### Objective 1
In the passage on translating Rilke, what reason does the writer give for looking closely at the craft of translation? Answer in one to three sentences.

### Page text
## START
From the article he seems, as we would say very plainly, an asshole, and to this day the eternal quality of his poetry has been his only redemption.
Inspired by reading about Rilke, I tried to take on a self-imposed challenge. I took one of his widely known poems, der Panther, and translated it from Mitchell’s English translation back to German. The question was how far the back-translation resembled the poet’s original.
(I asked this question, and looked closely at the craft of translation, since lately I have taken on the task of translating an entire collection of English-language poetry into the German).
Der Panther
Sein Blick ist vom Vorübergehn der Stäbe
so müd geworden, daß er nichts mehr hält.
Ihm ist, als ob es tausend Stäbe gäbe
und hinter tausend Stäben keine Welt.
Der weiche Gang geschmeidig starker Schritte,
der sich in allerkleinsten Kreise dreht,
ist wie ein Tanz von Kraft um eine Mitte,
in der betäubt ein großer Wille steht.
## END
### Rows
## START
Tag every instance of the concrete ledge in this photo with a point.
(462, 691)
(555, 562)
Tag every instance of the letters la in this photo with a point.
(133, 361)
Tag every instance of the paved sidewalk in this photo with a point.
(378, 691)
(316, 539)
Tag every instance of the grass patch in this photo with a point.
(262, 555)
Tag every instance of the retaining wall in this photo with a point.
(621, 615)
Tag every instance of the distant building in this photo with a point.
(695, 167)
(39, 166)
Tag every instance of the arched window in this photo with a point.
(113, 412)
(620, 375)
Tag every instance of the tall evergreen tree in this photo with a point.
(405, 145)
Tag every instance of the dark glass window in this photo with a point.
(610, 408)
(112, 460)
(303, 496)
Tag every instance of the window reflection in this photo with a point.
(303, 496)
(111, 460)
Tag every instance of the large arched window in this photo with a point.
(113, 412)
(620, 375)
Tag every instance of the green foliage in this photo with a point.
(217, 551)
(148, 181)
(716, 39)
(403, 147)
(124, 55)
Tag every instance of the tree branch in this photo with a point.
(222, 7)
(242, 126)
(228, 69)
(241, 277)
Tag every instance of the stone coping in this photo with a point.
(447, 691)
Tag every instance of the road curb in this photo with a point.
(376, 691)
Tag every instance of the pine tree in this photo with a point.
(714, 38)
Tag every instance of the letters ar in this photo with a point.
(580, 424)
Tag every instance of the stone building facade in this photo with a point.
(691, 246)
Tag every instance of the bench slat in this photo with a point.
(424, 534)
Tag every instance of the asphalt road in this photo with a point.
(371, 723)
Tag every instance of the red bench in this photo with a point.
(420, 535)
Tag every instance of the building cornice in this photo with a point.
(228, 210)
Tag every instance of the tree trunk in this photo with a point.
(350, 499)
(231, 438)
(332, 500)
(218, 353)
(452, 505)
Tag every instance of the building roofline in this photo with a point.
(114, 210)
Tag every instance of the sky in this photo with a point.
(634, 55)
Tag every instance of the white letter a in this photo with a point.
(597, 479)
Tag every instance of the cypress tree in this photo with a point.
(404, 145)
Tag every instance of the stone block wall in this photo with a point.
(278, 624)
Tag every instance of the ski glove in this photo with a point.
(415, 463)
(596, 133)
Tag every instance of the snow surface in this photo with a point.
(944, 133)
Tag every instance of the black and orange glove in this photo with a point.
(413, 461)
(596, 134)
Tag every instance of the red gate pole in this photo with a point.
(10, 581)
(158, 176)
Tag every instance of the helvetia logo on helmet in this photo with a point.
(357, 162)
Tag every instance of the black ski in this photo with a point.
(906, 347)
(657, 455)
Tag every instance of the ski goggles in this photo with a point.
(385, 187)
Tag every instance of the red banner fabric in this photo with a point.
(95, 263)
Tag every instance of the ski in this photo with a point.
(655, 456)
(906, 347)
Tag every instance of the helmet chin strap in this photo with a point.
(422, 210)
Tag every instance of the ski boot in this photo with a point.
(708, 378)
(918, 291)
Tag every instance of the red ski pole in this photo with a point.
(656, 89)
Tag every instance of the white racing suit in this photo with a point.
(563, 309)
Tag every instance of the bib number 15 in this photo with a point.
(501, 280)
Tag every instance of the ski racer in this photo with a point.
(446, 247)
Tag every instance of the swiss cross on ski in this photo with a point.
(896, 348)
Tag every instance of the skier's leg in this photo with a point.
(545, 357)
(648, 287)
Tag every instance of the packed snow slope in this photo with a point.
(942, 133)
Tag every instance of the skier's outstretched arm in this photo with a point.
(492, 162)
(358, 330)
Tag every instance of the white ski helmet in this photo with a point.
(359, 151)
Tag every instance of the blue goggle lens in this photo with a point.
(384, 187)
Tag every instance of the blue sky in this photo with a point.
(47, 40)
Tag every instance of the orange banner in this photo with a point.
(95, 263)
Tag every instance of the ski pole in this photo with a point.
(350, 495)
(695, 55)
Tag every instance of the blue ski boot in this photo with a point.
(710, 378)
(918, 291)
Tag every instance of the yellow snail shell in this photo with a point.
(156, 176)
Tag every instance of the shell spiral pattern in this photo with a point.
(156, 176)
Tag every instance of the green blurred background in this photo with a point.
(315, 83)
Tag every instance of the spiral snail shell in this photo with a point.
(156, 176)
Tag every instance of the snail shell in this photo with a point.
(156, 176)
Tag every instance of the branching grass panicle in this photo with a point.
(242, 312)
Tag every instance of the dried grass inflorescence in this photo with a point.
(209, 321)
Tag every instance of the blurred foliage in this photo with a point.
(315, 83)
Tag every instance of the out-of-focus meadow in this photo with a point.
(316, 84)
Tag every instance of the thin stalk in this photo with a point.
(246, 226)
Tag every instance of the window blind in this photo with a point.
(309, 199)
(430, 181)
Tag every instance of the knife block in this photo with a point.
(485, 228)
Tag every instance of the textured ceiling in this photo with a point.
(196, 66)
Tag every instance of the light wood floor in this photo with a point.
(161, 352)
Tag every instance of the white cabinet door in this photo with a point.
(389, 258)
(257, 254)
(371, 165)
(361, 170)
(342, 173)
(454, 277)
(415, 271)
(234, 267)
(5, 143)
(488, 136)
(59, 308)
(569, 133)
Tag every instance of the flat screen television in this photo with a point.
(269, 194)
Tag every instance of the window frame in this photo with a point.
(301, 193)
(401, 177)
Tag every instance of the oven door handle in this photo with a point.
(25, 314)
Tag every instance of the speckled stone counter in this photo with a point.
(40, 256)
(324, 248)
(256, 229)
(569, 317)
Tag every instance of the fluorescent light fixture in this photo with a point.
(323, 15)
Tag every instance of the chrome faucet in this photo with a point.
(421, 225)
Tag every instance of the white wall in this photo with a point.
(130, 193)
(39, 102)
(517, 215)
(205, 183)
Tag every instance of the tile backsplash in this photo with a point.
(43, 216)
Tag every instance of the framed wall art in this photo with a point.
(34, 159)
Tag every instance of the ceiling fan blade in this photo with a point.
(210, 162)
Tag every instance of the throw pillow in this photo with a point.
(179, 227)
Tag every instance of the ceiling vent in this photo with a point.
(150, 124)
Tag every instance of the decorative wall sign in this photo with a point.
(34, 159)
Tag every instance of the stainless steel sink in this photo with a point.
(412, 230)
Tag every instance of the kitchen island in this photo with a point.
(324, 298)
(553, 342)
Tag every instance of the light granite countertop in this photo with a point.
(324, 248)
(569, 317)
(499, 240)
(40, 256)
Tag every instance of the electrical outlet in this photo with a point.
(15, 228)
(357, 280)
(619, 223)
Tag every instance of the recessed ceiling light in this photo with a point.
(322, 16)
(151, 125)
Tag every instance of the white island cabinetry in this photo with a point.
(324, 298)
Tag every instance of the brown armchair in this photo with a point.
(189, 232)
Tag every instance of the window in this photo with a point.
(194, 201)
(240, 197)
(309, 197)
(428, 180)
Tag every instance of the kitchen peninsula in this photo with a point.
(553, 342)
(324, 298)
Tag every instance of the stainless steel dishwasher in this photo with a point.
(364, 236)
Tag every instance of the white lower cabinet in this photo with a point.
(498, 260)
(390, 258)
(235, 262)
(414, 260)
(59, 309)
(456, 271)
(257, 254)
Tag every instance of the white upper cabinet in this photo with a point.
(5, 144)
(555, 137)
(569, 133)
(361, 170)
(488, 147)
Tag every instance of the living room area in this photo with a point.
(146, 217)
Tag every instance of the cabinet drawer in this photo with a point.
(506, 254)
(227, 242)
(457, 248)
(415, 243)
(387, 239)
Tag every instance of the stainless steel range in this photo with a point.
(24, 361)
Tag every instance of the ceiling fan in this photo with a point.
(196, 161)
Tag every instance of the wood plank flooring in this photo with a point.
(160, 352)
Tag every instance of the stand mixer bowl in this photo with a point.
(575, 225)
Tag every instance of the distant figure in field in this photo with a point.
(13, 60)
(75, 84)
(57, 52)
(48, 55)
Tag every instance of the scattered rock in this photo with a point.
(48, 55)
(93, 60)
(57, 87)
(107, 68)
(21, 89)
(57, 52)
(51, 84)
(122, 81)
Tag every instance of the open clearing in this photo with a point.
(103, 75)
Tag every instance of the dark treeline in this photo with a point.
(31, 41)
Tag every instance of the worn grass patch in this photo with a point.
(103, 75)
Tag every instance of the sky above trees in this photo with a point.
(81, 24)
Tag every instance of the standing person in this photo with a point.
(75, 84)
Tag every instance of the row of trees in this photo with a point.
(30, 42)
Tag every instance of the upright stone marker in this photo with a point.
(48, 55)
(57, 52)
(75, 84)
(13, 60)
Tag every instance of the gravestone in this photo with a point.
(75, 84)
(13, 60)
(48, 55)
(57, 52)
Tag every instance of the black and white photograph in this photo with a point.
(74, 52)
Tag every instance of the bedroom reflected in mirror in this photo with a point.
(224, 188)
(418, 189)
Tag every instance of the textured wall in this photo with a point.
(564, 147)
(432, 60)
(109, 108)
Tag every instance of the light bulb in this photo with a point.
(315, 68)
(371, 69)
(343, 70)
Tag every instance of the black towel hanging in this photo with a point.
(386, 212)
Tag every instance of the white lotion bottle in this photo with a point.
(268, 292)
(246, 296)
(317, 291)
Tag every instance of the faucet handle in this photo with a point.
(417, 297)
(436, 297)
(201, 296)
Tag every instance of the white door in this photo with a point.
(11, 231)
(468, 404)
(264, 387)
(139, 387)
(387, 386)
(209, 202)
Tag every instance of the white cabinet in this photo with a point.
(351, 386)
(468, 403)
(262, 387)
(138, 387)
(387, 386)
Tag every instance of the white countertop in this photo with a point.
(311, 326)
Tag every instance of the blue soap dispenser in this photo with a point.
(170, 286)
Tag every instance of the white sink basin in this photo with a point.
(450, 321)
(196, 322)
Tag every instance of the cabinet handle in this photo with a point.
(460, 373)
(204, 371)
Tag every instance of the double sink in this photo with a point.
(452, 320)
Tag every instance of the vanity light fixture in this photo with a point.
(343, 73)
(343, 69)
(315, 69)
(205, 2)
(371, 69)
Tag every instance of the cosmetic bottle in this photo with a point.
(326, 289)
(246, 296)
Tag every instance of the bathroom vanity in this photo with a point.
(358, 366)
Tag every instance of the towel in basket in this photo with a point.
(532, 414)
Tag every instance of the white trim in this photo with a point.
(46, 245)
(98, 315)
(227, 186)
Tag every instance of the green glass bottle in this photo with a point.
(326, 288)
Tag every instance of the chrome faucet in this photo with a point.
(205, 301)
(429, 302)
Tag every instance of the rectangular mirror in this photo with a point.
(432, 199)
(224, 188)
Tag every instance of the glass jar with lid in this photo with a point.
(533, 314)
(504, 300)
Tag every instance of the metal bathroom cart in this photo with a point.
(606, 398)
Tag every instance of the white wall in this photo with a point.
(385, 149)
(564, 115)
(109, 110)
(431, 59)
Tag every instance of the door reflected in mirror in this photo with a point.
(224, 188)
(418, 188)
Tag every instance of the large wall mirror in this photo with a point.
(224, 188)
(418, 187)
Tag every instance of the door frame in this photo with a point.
## END
### Objective 2
How many of the rows above contain the string "letters"? Case counts. Reply with the number alone.

### Worked solution 1
The writer has lately taken on the task of translating an entire collection of English-language poetry into German. That project is why the writer asked how closely a back-translation would resemble the poet's original and examined the craft of translation.

### Worked solution 2
2